**Given exercise**. Print the stretch of rows from the one containing "Indicate the rear wheel" through the one containing "pixel 369 282" word for word, including both of those rows.
........
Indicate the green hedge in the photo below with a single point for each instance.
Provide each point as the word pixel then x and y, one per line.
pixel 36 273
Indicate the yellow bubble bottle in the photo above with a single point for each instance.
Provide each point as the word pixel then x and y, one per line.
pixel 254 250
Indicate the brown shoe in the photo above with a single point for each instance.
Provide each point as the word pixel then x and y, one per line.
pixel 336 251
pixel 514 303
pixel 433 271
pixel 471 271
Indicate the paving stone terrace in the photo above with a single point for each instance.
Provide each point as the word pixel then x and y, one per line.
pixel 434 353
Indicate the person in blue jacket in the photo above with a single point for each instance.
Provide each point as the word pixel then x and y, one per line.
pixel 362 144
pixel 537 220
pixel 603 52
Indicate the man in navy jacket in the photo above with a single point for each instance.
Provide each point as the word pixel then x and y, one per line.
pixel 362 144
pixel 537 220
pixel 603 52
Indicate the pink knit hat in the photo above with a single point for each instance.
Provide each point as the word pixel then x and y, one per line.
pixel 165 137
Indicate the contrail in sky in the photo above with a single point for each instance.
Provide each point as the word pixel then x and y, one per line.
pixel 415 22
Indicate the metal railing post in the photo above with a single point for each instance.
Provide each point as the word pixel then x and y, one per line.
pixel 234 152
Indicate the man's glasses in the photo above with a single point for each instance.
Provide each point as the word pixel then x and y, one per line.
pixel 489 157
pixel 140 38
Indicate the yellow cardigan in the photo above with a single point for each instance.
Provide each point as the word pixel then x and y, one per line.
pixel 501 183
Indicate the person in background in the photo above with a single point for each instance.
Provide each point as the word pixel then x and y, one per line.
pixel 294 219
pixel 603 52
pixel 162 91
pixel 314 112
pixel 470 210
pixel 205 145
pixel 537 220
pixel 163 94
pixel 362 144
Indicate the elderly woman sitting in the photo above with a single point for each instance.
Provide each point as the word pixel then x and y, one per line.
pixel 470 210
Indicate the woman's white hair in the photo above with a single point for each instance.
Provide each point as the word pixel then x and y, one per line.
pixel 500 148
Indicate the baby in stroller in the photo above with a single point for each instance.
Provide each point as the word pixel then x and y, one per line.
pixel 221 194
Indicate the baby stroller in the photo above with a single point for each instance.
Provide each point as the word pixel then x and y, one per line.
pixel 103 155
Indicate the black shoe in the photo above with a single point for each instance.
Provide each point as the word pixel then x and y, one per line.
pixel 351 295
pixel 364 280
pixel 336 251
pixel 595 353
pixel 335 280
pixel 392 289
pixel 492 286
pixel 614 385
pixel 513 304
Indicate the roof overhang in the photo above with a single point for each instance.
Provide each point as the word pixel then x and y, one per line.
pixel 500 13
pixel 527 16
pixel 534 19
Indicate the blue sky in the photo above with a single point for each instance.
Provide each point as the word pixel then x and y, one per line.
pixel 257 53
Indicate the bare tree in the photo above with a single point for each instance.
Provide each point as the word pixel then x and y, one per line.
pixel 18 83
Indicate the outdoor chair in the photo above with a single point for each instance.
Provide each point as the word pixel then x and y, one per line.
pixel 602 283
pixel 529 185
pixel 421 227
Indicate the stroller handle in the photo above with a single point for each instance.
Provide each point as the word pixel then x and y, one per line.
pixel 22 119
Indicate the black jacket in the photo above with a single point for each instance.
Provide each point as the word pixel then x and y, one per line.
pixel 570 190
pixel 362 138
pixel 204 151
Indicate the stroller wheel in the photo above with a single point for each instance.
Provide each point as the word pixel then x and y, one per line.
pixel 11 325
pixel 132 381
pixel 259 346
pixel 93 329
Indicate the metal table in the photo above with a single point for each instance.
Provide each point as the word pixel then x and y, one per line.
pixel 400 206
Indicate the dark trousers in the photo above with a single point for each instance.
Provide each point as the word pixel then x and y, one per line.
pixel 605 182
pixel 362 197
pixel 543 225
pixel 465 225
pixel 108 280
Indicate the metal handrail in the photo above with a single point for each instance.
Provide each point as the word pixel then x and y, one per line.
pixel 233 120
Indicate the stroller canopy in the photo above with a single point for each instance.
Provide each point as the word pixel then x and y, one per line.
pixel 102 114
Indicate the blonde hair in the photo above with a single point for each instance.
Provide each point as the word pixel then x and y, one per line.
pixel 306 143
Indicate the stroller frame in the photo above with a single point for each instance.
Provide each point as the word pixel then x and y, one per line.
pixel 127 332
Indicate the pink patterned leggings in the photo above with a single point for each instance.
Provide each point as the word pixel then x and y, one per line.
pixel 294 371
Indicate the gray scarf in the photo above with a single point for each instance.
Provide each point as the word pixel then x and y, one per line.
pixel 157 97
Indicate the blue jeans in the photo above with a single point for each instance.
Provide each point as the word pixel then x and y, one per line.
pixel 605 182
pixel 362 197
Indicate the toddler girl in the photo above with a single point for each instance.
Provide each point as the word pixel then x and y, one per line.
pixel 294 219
........
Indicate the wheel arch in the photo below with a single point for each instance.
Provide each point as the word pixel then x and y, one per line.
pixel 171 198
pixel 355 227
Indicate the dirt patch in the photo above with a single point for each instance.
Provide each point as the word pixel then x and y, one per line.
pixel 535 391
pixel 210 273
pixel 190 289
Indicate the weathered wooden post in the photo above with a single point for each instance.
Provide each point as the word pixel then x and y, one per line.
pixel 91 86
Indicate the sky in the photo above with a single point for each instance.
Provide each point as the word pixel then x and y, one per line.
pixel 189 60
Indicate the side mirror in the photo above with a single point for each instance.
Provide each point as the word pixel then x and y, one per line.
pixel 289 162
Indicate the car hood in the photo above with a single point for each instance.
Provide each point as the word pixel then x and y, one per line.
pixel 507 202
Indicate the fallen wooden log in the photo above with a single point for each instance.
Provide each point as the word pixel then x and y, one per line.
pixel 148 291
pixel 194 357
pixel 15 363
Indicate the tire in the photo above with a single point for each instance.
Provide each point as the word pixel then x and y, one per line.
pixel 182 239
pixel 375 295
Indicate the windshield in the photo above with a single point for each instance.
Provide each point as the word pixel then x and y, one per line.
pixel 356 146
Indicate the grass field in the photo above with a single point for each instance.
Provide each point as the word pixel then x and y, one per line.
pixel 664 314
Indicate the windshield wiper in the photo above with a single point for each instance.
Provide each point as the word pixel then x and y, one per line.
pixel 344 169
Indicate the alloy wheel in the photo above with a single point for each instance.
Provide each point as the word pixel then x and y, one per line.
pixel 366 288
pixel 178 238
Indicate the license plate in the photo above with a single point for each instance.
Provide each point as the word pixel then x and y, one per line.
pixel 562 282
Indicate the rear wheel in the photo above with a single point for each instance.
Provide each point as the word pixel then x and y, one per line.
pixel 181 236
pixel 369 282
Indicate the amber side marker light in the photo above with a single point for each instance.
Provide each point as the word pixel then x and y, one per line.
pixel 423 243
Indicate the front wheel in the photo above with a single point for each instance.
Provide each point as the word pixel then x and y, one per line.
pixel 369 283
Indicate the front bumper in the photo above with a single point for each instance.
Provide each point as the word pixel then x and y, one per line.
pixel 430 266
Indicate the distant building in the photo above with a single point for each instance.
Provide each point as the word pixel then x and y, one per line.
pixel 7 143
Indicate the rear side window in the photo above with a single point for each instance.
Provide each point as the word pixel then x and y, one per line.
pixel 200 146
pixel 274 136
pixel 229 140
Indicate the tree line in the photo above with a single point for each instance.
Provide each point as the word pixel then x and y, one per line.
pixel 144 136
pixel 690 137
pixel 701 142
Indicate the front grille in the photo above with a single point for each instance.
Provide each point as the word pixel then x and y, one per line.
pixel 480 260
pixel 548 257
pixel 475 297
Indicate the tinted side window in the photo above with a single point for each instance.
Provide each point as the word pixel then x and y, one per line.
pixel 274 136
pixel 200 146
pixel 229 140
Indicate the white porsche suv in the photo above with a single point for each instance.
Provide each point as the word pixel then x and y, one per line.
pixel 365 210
........
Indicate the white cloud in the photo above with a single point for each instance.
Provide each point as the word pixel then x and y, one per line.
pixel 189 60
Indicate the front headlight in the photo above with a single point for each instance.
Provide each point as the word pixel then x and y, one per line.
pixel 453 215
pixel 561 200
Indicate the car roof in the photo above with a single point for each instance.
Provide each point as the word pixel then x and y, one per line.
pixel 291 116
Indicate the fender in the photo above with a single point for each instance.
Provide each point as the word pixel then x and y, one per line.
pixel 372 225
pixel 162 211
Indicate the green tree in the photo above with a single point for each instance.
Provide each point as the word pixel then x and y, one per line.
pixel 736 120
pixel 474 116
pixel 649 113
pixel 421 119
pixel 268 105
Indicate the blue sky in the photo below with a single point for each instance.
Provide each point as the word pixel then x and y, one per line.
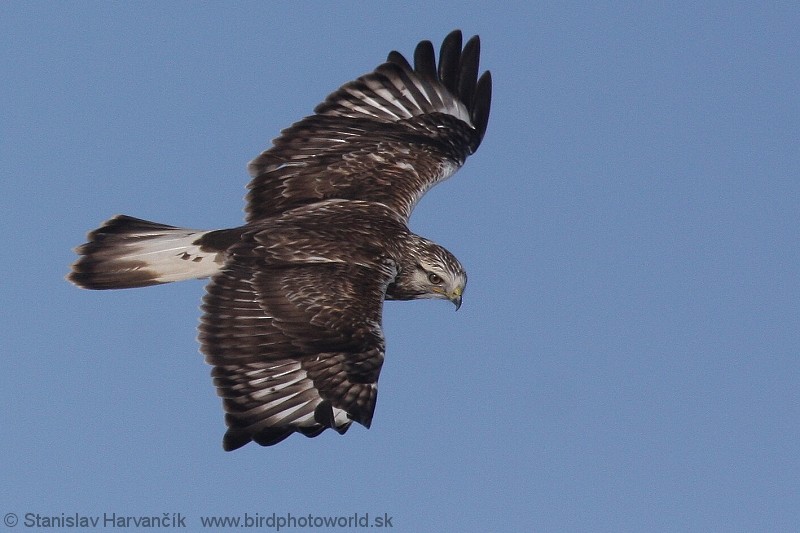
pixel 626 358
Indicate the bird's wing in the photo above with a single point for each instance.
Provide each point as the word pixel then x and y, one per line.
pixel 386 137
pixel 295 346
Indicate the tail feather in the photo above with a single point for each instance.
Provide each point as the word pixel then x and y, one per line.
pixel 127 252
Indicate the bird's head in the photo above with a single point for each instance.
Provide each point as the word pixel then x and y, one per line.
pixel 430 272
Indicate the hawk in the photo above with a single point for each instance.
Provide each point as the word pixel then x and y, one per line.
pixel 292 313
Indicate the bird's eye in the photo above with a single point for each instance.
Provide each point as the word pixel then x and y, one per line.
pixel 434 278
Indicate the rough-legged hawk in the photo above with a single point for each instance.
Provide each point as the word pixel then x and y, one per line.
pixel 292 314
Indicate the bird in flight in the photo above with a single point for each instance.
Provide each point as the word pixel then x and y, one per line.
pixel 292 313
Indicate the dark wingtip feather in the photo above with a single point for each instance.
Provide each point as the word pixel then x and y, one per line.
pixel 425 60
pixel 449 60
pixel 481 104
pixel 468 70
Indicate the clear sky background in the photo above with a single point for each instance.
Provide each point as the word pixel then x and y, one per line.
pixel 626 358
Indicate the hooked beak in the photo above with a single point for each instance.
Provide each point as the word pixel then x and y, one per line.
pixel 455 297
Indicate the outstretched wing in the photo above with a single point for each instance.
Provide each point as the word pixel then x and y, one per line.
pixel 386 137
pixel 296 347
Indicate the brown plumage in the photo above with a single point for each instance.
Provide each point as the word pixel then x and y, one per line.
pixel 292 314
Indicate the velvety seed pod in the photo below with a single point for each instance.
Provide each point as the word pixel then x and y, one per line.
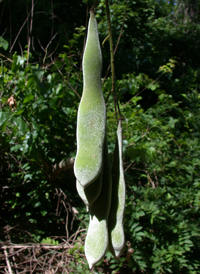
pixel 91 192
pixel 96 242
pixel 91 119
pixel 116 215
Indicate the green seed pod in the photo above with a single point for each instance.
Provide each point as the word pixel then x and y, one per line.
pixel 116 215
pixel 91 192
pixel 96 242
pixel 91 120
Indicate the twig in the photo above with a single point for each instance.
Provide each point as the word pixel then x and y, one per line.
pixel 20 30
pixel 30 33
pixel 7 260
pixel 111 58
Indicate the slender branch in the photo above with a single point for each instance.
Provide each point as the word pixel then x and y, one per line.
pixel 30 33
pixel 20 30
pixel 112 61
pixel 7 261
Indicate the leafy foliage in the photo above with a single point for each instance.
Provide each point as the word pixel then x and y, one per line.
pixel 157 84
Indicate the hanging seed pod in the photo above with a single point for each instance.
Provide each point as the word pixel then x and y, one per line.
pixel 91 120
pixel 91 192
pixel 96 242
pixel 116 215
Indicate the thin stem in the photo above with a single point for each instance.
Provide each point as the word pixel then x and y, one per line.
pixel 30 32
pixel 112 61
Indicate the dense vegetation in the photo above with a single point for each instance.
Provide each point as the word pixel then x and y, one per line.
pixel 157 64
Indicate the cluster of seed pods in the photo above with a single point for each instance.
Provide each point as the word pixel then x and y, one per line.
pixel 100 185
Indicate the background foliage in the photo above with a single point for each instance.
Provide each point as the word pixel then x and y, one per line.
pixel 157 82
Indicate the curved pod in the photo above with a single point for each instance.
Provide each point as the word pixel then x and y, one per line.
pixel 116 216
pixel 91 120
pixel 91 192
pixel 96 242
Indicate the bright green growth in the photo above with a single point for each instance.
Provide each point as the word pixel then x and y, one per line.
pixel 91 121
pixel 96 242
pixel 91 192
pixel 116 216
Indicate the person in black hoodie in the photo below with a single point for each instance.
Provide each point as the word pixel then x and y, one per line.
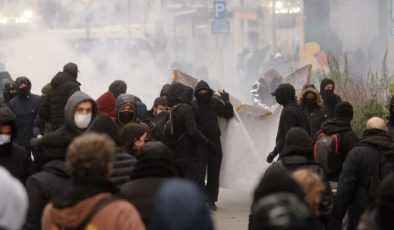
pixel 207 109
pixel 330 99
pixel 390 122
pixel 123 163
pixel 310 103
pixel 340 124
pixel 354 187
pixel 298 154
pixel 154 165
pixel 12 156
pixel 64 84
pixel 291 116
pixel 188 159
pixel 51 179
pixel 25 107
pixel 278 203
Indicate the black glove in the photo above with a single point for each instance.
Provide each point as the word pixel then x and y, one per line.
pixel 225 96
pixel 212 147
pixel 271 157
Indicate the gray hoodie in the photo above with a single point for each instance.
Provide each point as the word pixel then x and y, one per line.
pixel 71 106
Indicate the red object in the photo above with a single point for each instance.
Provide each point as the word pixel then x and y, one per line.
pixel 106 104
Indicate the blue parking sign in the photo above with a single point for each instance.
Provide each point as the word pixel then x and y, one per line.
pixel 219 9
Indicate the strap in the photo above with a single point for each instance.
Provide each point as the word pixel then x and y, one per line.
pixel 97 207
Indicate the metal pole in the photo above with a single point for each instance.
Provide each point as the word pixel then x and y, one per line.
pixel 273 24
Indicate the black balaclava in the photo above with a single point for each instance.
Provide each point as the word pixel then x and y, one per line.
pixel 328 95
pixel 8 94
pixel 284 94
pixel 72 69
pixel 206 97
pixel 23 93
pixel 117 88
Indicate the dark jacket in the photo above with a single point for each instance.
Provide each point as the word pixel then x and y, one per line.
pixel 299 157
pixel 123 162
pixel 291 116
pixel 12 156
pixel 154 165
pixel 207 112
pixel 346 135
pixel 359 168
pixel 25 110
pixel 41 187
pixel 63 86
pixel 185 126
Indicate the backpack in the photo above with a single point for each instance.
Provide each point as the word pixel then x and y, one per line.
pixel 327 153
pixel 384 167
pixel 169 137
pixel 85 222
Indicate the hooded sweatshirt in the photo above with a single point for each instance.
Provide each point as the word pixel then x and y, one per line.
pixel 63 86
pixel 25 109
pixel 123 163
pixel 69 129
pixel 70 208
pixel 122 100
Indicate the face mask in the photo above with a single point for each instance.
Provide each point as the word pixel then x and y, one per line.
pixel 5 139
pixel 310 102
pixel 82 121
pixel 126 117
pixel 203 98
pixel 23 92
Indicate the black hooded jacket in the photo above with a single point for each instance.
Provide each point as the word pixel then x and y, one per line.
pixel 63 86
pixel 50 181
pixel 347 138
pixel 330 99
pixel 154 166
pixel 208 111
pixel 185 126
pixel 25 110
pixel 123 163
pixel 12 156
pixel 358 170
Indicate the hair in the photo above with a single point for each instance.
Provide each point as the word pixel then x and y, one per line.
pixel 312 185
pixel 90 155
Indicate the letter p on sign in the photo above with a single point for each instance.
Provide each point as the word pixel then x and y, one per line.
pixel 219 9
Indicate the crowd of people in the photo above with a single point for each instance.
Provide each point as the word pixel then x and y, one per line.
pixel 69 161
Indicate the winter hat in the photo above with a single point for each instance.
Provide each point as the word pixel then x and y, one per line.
........
**The output**.
Indicate the rear wheel in the photo above with a single point for each instance.
Provide each point as the word pixel then x and y, one per line.
pixel 181 236
pixel 369 282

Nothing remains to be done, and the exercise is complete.